▸ Required work
Will you write out all the entries below exactly?

▸ Listed records
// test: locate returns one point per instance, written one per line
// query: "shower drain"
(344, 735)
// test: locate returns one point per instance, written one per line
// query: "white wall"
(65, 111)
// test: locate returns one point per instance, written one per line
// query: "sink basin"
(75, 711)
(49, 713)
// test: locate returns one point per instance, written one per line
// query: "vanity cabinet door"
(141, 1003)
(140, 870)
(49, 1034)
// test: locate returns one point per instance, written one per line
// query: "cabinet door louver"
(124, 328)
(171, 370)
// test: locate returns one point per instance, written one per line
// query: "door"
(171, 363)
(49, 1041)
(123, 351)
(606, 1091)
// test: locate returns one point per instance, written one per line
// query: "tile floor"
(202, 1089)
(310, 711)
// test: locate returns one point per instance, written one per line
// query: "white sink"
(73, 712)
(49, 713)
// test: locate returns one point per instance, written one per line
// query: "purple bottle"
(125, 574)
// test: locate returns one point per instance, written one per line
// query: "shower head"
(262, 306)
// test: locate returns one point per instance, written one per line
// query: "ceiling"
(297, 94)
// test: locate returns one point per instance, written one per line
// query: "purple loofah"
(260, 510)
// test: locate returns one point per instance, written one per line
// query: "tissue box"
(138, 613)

▸ Answer for this exercise
// test: locate returns one point per instance, written one per line
// query: "shower drain"
(344, 735)
// test: locate returns one point per instance, written one per line
// query: "white wall"
(65, 111)
// test: locate returns one point per instance, written one per line
// query: "sink basin"
(75, 711)
(49, 713)
// test: locate returns one point per instance, written one per line
// query: "vanity cabinet door"
(141, 1003)
(140, 870)
(49, 1034)
// test: locate returns one point per instance, written one per line
// query: "cabinet door louver"
(124, 328)
(171, 370)
// test: locate returns one point per instance, written one per line
// query: "door"
(171, 363)
(49, 1041)
(123, 351)
(606, 1091)
// test: locate returns one point per instance, written one per line
// query: "tile floor"
(202, 1089)
(310, 711)
// test: locate returns one point per instance, written one per line
// query: "white sink"
(73, 712)
(49, 713)
// test: locate returns one point per instance, written one per line
// query: "purple bottle"
(125, 574)
// test: locate returns one point per instance, written one per line
// query: "shower head"
(262, 306)
// test: locate returns one point per instance, written one per line
// query: "ceiling"
(297, 94)
// test: locate returns one point per instance, written one per line
// query: "purple loofah"
(260, 510)
// test: locate returns one point per instance, written one per line
// query: "tissue box"
(138, 613)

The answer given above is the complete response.